AIM OF THE TASK. Rewrite the listing from its first line through the line containing "[383,101,471,253]", requests included, and shift every bounding-box coordinate in the answers up by 113. Leave the pictures out.

:: RECORDS FOR PROCESSING

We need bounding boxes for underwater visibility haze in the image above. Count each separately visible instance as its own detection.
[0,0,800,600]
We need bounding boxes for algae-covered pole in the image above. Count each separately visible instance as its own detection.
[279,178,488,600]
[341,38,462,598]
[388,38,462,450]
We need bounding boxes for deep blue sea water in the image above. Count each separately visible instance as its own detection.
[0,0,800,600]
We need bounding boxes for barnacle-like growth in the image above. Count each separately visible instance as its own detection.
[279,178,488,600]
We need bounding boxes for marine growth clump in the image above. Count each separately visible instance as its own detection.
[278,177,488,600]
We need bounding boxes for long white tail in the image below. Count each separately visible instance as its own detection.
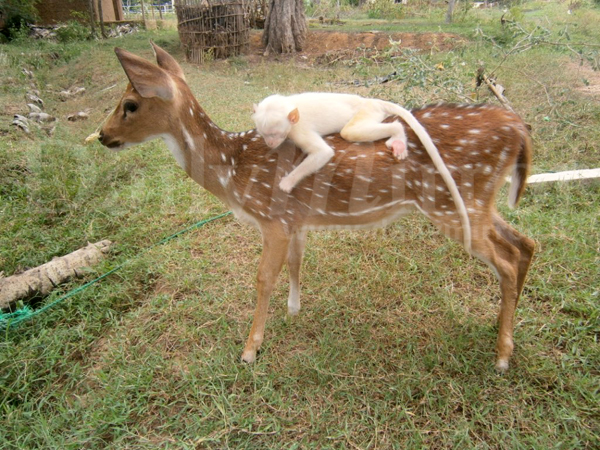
[383,101,471,253]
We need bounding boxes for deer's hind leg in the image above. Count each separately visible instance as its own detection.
[493,214,535,300]
[473,221,533,372]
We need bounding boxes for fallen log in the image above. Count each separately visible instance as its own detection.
[0,240,112,308]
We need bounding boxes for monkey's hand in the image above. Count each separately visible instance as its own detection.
[279,175,296,194]
[386,138,408,160]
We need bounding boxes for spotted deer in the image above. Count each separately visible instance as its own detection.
[99,44,534,371]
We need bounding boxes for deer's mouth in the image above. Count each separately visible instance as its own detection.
[98,132,124,150]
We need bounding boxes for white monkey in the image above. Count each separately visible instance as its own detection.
[252,92,471,252]
[252,92,410,193]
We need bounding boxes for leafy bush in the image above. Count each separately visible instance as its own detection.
[367,0,404,20]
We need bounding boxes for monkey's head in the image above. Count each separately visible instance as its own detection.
[252,95,300,148]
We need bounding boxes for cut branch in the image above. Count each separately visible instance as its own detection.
[0,240,112,308]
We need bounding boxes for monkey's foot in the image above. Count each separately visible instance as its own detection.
[279,176,296,194]
[386,139,408,160]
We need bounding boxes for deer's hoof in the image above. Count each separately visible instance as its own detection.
[242,350,256,364]
[496,358,508,373]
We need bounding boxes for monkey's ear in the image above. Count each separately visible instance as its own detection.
[288,108,300,125]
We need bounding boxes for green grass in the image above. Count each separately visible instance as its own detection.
[0,4,600,449]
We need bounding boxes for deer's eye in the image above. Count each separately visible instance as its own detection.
[123,102,138,115]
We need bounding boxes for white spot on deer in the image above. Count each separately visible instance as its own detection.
[181,127,196,150]
[160,134,187,171]
[219,174,231,187]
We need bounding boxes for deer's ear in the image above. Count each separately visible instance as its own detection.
[115,48,173,100]
[150,41,185,80]
[288,108,300,124]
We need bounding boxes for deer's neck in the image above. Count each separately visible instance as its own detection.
[160,99,249,204]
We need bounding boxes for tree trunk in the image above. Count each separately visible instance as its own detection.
[88,0,96,39]
[446,0,456,23]
[98,0,108,39]
[262,0,308,55]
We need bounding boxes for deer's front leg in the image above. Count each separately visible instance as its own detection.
[288,231,306,316]
[242,226,290,363]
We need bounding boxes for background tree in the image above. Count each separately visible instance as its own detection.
[446,0,456,23]
[0,0,38,39]
[262,0,308,55]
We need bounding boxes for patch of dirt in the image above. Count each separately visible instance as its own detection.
[250,30,466,60]
[567,62,600,97]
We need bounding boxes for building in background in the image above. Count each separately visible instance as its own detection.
[36,0,123,25]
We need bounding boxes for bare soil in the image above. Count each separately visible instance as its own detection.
[250,30,465,60]
[567,62,600,97]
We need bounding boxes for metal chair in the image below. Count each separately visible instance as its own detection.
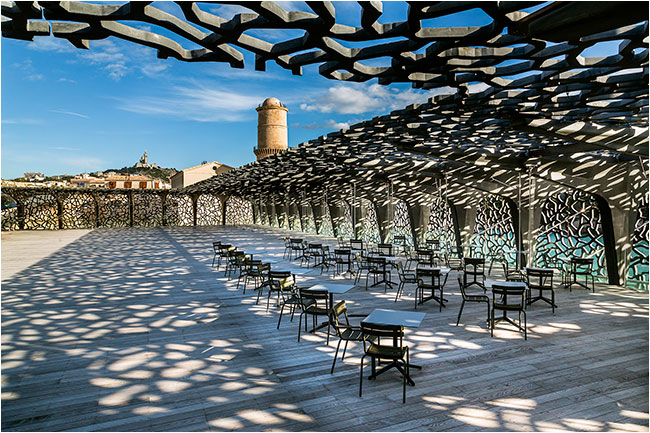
[359,322,409,403]
[456,275,490,326]
[463,257,485,291]
[569,257,596,292]
[490,283,528,340]
[526,268,557,314]
[298,288,330,345]
[395,262,418,302]
[415,269,444,311]
[329,301,363,374]
[212,241,221,268]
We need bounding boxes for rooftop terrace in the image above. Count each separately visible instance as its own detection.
[2,226,649,431]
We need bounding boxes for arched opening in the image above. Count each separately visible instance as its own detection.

::::

EXPECTED OUTPUT.
We need bounding boxes for underwater visibility haze in the image above. Count each separately visible instance as its own detection.
[113,113,913,713]
We need bounding boxes for algae-covered pole in the image above. Count each separately visible instance as its own detection.
[392,291,601,713]
[454,151,575,711]
[501,151,575,563]
We need bounding boxes for deep blue sea water in the image above. Count each separately visible instance as its own detection.
[113,113,913,713]
We need bounding boxes for barnacle-like growth in the image above. Count each separately visible instance as its own detection.
[392,291,601,713]
We need bounding boxes for marine growth clump in the image above. Count each separately visible instance as its own detection.
[391,290,601,713]
We need bounding boxes for long white tail in the image below. Count each separately visible instance as its own detection.
[496,214,584,366]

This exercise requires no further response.